_PROBLEM DESCRIPTION_: Leave out the pictures and retype everything else in the records below exactly.

.....

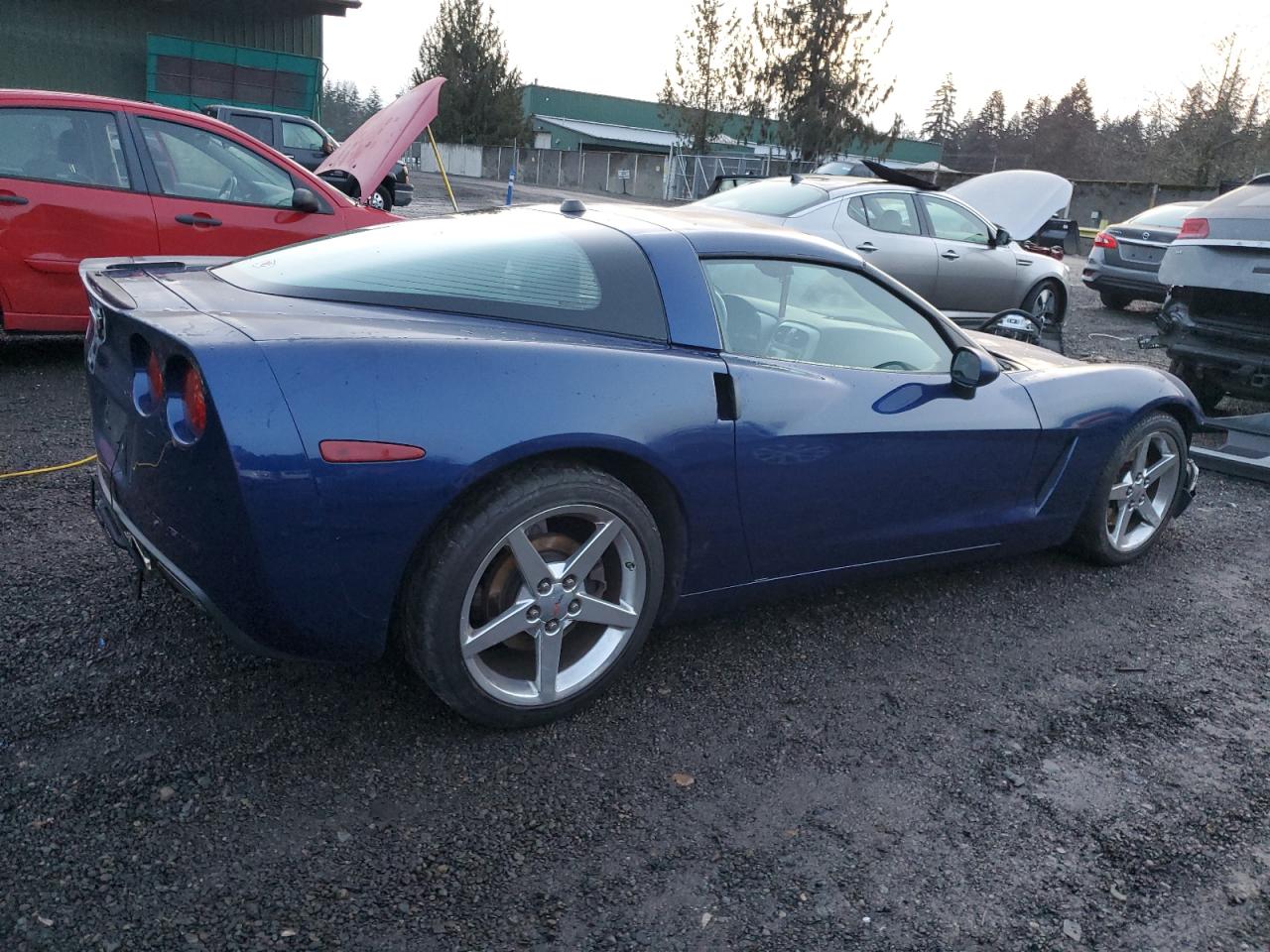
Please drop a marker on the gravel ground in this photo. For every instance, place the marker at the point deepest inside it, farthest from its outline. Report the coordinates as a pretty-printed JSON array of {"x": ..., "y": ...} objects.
[{"x": 1030, "y": 754}]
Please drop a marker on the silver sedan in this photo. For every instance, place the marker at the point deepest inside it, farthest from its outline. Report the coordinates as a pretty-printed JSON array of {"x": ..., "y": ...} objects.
[{"x": 938, "y": 245}]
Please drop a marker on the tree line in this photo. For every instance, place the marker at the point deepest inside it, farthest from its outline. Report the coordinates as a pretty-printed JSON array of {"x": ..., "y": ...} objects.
[
  {"x": 1218, "y": 131},
  {"x": 801, "y": 73}
]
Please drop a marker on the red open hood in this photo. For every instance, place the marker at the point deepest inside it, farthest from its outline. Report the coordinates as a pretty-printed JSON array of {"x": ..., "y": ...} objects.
[{"x": 375, "y": 148}]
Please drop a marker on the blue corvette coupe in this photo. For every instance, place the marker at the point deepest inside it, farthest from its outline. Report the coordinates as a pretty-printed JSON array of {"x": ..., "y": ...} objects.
[{"x": 511, "y": 442}]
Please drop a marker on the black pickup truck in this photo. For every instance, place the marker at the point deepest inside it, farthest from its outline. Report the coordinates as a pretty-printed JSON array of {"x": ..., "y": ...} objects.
[
  {"x": 309, "y": 144},
  {"x": 1215, "y": 321}
]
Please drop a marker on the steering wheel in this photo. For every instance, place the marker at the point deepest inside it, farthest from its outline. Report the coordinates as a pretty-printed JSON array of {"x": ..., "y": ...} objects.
[{"x": 229, "y": 186}]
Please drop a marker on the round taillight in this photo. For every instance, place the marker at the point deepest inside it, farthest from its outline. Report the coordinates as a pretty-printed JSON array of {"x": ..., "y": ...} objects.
[
  {"x": 154, "y": 373},
  {"x": 195, "y": 402}
]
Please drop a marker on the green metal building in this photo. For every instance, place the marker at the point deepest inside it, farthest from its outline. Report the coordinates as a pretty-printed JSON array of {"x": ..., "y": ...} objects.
[
  {"x": 566, "y": 118},
  {"x": 244, "y": 51}
]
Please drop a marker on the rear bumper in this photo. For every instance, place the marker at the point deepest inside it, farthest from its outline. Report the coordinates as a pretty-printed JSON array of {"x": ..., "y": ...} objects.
[
  {"x": 151, "y": 561},
  {"x": 1142, "y": 285}
]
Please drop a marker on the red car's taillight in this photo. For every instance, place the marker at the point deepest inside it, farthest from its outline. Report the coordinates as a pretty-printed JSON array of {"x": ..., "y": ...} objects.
[{"x": 1194, "y": 227}]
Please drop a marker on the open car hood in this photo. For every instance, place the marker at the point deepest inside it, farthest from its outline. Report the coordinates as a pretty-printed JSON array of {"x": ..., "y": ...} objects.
[
  {"x": 375, "y": 148},
  {"x": 1019, "y": 199}
]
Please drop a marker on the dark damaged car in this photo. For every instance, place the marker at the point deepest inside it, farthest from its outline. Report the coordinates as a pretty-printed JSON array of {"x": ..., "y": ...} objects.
[{"x": 1215, "y": 321}]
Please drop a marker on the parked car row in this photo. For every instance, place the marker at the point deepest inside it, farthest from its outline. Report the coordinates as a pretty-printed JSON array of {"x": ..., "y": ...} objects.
[
  {"x": 1209, "y": 266},
  {"x": 87, "y": 176},
  {"x": 952, "y": 252}
]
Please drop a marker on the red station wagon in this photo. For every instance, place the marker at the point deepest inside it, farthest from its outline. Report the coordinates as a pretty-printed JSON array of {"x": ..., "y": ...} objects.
[{"x": 89, "y": 177}]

.....

_REPLY_:
Please drop a marker on the gravel ground in this photo. For every instance, place the marker at the point deepest inside it, farthest from its outline. Report the coordinates as a pretty-printed JSON array of {"x": ..., "y": ...} objects.
[{"x": 1030, "y": 754}]
Please drop a marker on the silver sedan in this photo. For every instance, place the marker at the point deepest inside it, farthest from its outline. Report the coordinates as a pretty-printed JSON array of {"x": ..., "y": ...} objects.
[{"x": 938, "y": 245}]
Please drop a marker on the tree line in this photo. For every instance, place the marker at the point deepest inside it, farthest from its outline. Report the coordinates as a pretty-printed JSON array of {"x": ..., "y": ...} objects.
[
  {"x": 1218, "y": 131},
  {"x": 801, "y": 73}
]
Please drop a marker on the red open hood in this photo. For every instance, place the marker at the point deepest inside it, farthest from its outline. Report the coordinates as a pretty-printed JSON array of {"x": ..., "y": ...} objects.
[{"x": 375, "y": 148}]
Please drop a marker on the blue corvette coupe in this photo. For every instance, place the marker at the point deepest inside it, farthest from its outline. Report the coordinates as a pretty-printed JSON array of {"x": ..., "y": ...} objects.
[{"x": 511, "y": 442}]
Please drop a marker on the black pickup truck in this photo. For every instance, place the marker at the point deepest inside it, farthest from its outline. Report the coordinates as a pretty-printed JSON array of {"x": ..., "y": ...} objects.
[
  {"x": 309, "y": 144},
  {"x": 1215, "y": 321}
]
Please drop a marker on the steering wheel in this photo. For every instance, place the marker at the point deepest inside it, farthest from its outline. Report the coordinates as a pretty-printed JSON array of {"x": ..., "y": ...} objects.
[{"x": 229, "y": 186}]
Please drop a marker on the round taillight in this photo. For every instance, place the marker at the point deepest inside it, farthest from its outline. Report the coordinates as a pretty-printed JSON array of {"x": ..., "y": ...} objects.
[
  {"x": 154, "y": 373},
  {"x": 195, "y": 402}
]
Please drop a marker on the green metal building in this photo. For every instance, place the marker at the point deepest inside it, farthest from its outline. Report the coordinates as a pretty-printed JSON array of {"x": ..., "y": ...} objects.
[
  {"x": 566, "y": 118},
  {"x": 244, "y": 51}
]
Please drop a marker on the rear bumper in this photo. For every instance, place the marker at the point deepest inside it, farthest from its outline. Report the coordinates as a pretty-printed JSON array of {"x": ..., "y": ...} objects.
[
  {"x": 151, "y": 561},
  {"x": 1142, "y": 285}
]
Please drop a marker on the red car's taillight in this photo. For every instance, place the marker at the point deepest inside it, farthest from its outline. Report the coordinates as a pretty-printed JSON array of {"x": ..., "y": ...} objects.
[{"x": 1194, "y": 227}]
Please drop a marker on the open car hood in this photo. For every instance, place the marker at the point deepest inside it, farthest from its outline. Report the coordinates as a pretty-printed JSON array of {"x": ..., "y": ...} objects.
[
  {"x": 375, "y": 148},
  {"x": 1019, "y": 199}
]
Please drop a marker on the dark damaged car in this photo. For every instance, place the marker at the point deepest inside it, farthest from its outline. Report the coordinates as a pretty-printed JSON array of {"x": ..., "y": ...} objects.
[{"x": 1215, "y": 321}]
Please drop a marker on the parked car row in this photo. For every instance, place the marker at the point deepest inside it, farthest from its outline. Report the coordinates as a pretty-printed JSON array of {"x": ..., "y": ...} objects.
[
  {"x": 1209, "y": 266},
  {"x": 87, "y": 176},
  {"x": 952, "y": 252}
]
Please drop a marker on the red station wagon in this photo. For every instance, place the marker at the point deepest inside it, farthest from its outline. Report the coordinates as a pretty-printed JSON array of {"x": ..., "y": ...} objects.
[{"x": 89, "y": 177}]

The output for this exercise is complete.